=== Text excerpt ===

A/B Testing

AgentCart lets you run A/B tests on product descriptions to find out which version performs better with AI agents. Different agents see different description variants in real UCP and MCP responses — this isn’t a simulation.

How it works

When a test is running, AgentCart splits incoming agent traffic between your description variants. The split is deterministic: the same agent platform from the same IP on the same day always sees the same variant. This ensures consistent behavior within a session without requiring cookies or agent-side state.

Each time an agent fetches your catalog (via search or lookup), AgentCart records which variant was served. If that product later appears in a checkout session, the exposure is marked as a conversion.

Creating a test

Go to your store’s A/B Tests tab
Click New Test
Select a product — search by name from your catalog
Name your test — e.g. “Holiday description test” or “Technical vs. conversational”
Write your variants:
- Variant A (Control) — pre-filled with the current description (approved optimization or Shopify original)
- Variant B — pre-filled with the suggested description if one exists, or blank
Choose a traffic split:

Split	When to use
50/50	Default. Equal exposure, fastest to reach significance.
70/30	When you want most traffic on the control while testing a new variant.
80/20	Conservative. Minimal risk to current performance.

Click Save as Draft to review later, or Start Test to begin immediately

Test lifecycle

State	What it means
Draft	Test is saved but not running. No traffic is split. You can edit variants and settings.

=== Entries provided ===

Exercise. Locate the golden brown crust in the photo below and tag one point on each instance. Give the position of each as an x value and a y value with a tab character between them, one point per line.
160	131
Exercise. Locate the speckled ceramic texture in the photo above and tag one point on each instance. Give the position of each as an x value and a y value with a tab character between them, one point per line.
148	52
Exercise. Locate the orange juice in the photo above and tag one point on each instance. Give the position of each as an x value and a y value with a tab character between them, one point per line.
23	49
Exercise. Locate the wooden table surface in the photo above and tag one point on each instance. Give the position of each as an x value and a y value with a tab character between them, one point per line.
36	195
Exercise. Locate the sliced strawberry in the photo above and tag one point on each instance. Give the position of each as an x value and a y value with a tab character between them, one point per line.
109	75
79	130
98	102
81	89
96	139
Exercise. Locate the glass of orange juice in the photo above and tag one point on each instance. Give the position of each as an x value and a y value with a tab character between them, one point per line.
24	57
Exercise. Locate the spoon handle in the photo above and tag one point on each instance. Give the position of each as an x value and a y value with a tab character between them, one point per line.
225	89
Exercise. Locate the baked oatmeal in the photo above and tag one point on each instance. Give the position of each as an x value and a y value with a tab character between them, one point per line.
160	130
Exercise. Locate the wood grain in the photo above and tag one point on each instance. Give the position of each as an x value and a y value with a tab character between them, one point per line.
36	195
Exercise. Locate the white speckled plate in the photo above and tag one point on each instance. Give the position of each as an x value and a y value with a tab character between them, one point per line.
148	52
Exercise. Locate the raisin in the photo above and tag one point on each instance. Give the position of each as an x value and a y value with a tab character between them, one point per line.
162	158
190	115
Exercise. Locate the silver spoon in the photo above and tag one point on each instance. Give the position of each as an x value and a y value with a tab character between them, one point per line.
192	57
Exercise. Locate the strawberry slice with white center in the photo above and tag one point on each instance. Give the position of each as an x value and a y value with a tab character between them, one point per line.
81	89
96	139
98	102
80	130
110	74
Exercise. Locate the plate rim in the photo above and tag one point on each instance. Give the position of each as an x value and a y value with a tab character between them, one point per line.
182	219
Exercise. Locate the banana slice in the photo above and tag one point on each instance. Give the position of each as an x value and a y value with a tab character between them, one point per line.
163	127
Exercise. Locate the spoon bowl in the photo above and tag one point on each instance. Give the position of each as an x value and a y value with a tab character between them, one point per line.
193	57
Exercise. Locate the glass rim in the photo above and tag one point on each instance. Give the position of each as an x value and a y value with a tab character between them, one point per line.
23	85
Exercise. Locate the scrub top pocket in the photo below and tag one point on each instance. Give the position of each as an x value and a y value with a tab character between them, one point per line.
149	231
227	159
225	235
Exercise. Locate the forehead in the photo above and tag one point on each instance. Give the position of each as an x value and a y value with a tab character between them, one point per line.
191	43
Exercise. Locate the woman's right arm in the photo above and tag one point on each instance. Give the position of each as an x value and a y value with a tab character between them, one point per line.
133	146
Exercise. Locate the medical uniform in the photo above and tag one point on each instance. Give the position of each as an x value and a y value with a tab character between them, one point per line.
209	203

===

Aim of the exercise:
Pick up the A/B testing text where it stops and continue it. The records have nothing to do with the text.

The result:
Running	Agents receive different variants based on the traffic split. Exposures are recorded.
Paused	Traffic splitting stops. All agents see the pre-test description. Data is preserved — you can resume.
Completed	Test is finished. Data is frozen. You can review results and pick a winner.

Actions:

Start — begins the test, snapshots the current description for safe revert
Pause — temporarily stops the test without losing data
Resume — restarts a paused test
Stop — ends the test permanently, moves to Completed

Only one test can be active (draft or running) per product at a time.

Reading results

The test detail view shows:

Metric	What it means
Impressions	Number of times each variant was served to an agent
Conversions	Number of times a product with that variant appeared in a checkout
Conversion rate	Conversions / Impressions for each variant
Lift	How much better (or worse) the variant performs compared to the control, as a percentage
Statistical confidence	How likely it is that the difference between variants is real and not due to chance

A daily chart shows impressions per variant over time so you can spot trends.

What “statistically significant” means

AgentCart uses a standard two-proportion z-test. When confidence reaches 95% or higher, the result is marked as significant — meaning there’s less than a 5% chance the observed difference is random. Below that threshold, the difference might just be noise.

Applying a winner

After stopping a test:

Review the results in the test detail view
Click Apply Winner on the variant you want to keep
That variant’s description becomes the approved description for the product — served to all agents going forward

If you stop a test without picking a winner, the product reverts to its pre-test description.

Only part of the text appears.